-- Extract provided start --
Off the Genoese seaman went, navigating by dead reckoning and, legend has it, crying to his men, “Adelante! Adelante!” (“Forward! Forward!”). Returning early in 1493, he electrified Christendom by reporting complete success. In Barcelona Isabella and Ferdinand held a grand reception for him. Honoring him with the titles Viceroy of the Indies and Admiral of the Ocean Sea (Almirante del Mar Océano), they told him to organize more expeditions to the Orient. Actually he couldn’t. He had found, not Asia, but the Bahama island of San Salvador. He refused to abandon his claim to the discovery of Cathay, however, and although he returned to the New World three times, he never changed his mind. He called the natives he encountered Indians, which is why the Caribbean Islands have been known as the West Indies ever since. In 1496, he was unable to sail around Cuba. His officers explained that they were thwarted by bad weather, but Columbus rejected the explanation. The real reason, he said, was that they were lying off an Oriental peninsula. He thought it was probably Malaya.
-- Extract provided end --
=== Problem description ===
Please answer these questions from the passage on Columbus, one answer per line:
1. In which city did Isabella and Ferdinand hold a grand reception for him?
2. What island had he actually found instead of Asia?
3. What peninsula did he think his ships were lying off in 1496?
The material that comes after this has no connection to the passage on Columbus.
-- Data extract start --
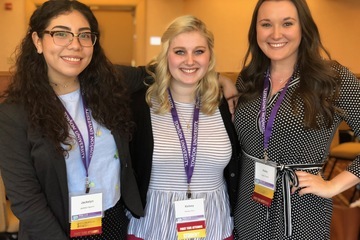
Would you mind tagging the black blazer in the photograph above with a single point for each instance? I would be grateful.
(142, 144)
(36, 181)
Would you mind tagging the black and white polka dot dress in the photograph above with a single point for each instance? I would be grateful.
(290, 143)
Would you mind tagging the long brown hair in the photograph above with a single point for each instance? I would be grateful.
(319, 82)
(100, 84)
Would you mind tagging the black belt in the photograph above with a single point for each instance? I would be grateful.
(287, 173)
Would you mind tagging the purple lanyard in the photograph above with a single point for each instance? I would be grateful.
(189, 158)
(86, 158)
(267, 126)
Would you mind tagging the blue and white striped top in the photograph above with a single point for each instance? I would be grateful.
(168, 181)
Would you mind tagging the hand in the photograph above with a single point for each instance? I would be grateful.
(315, 184)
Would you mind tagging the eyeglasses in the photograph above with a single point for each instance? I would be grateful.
(65, 38)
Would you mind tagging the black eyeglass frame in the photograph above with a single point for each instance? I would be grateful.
(51, 33)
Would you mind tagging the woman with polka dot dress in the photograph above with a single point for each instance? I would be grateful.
(292, 99)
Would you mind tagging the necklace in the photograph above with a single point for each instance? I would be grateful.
(62, 85)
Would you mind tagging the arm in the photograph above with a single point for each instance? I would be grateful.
(315, 184)
(349, 101)
(24, 191)
(230, 92)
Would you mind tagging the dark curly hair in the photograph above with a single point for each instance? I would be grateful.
(319, 83)
(100, 84)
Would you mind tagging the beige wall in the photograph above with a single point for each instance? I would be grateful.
(228, 19)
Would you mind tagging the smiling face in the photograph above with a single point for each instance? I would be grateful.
(278, 31)
(188, 59)
(65, 63)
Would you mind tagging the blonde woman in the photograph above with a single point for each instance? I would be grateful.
(185, 148)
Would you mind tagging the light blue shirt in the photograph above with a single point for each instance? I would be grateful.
(104, 168)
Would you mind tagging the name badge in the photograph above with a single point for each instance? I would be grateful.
(265, 182)
(190, 218)
(86, 212)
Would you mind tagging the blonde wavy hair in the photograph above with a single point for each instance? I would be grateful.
(208, 87)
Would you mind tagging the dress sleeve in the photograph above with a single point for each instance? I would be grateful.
(28, 201)
(349, 102)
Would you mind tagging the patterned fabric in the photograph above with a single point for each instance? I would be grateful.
(168, 179)
(290, 143)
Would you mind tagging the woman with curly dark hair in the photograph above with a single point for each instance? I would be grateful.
(64, 131)
(292, 99)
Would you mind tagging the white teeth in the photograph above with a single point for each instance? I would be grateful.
(277, 44)
(189, 70)
(72, 59)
-- Data extract end --
=== Problem solution ===
1. Barcelona
2. The Bahama island of San Salvador
3. An Oriental peninsula, probably Malaya